* [Exercise 1]:
In the account of political violence in Zimbabwe, who now owns the Tetra farm?
* [Exercise 2]:
Reproduce part of the account of political violence in Zimbabwe. Begin at the words "Murder complete, they" and stop after the words "abduct his brother.".

* [Text shown]:

◇ ◇ ◇ ◇

In a ritual humiliation that has been repeated throughout Zimbabwe, Gibb was forced to renounce his party and insult the MDC leader. Then they called for volunteers from the village to execute him. She did not recognise the man that pulled the trigger.
Murder complete, they were put back on the pick-up – one of the hundreds of new Mahindra vehicles with no number plates that have been purchased by the bankrupt state and issued to the death squads. Another stop was made to shoot dead Hama Madamombe, a well known local MDC supporter, and abduct his brother.
The surviving family was transported to the Tetra farm about 30 miles away, one of the thousands of commercial farms seized by the Mugabe regime. It now belongs to the notoriously violent Chigwada brothers, Effluence and Shami, who have set up one of the Zanu torture camps there.
By the time they arrived at the camp, it was dark. The beatings that had begun mid-morning started again. No one remembers how long they went on. But when their torturers grew tired they brought out the bottles of Paraquat – a Chinese-manufactured herbicide, used to kill weeds. It has become a weapon of choice in Zimbabwe’s political terror campaign and the militia have been instructed to dip their sticks in it before beating victims.
The four terrified survivors were then forced to drink it. Mrs Chigoro remembers her son, Hamilton, telling her not to swallow the burning liquid. A doctor described the effects of Paraquat: ‘It’s absorbed through the skin, the heart rate plunges and it attacks the nervous system. It acts on skin in a similar way to ammonia.’
The message not to swallow failed to reach the brother of the murdered MDC supporter. He died in agony. Miraculously the daughter, Susan, was able – despite critical injuries – to drag herself out of the camp in the night and find a police station that was willing to act on her pleas and go to the farm to rescue her mother and brother. Their ordeal did not end there. They were shadowed by their assailants from the camp and Susan was later arrested by police who have been ordered to co-operate with the torturers.
Three armed police from Mashonaland now stand guard over mother and son who were transferred to a hospital in Harare. Both face being rearrested if they survive their injuries.
Shepherd Mushonga is their local MP – one of only two MDC winners in his region – he has also been in hiding but has tried to document their ordeal. He said of the torturers: ‘Armed by the state, ordered by the state, they’re getting away with murder. If the world does not learn of what happened it will happen again. This is the tip of the iceberg.’
‘One of the reasons for the viciousness in this area was that Zanu thought it had total control until the March upset. We won and we have paid the consequences in broken bones. This is war against defenceless families.’
Mrs Chigoro said: ‘I have been through the liberation war but I never believed I would live through something like this. I never saw anything like what has happened to my family.’
If ever there was a reason for military intervention!! In view of Mugabe’s welcome in Sharm – this is one of the many ghastly accounts of reality in Zimbabwe which surely the world cannot ignore.

◇ ◇ ◇ ◇

* [Record set]:
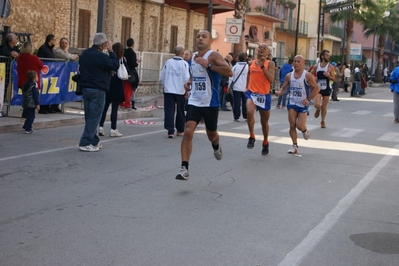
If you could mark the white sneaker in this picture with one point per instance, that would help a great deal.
(100, 131)
(218, 154)
(115, 133)
(293, 150)
(89, 148)
(306, 134)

◇ ◇ ◇ ◇

* [Response 1]:
The Chigwada brothers, Effluence and Shami.

* [Response 2]:
Murder complete, they were put back on the pick-up – one of the hundreds of new Mahindra vehicles with no number plates that have been purchased by the bankrupt state and issued to the death squads. Another stop was made to shoot dead Hama Madamombe, a well known local MDC supporter, and abduct his brother.